Problem statement:
Reproduce every line of the items below, requests included, and offset each coordinate in the answers by adding 10 to both its x and y values.

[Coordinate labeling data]
───

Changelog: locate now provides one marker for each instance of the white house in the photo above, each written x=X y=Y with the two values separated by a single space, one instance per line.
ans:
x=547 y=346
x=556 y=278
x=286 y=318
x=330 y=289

───

Full response:
Changelog: locate now provides one marker for each instance of the white house in the photo above, each written x=X y=Y with the two values separated by a single space, one instance per line.
ans:
x=557 y=356
x=566 y=288
x=296 y=328
x=340 y=299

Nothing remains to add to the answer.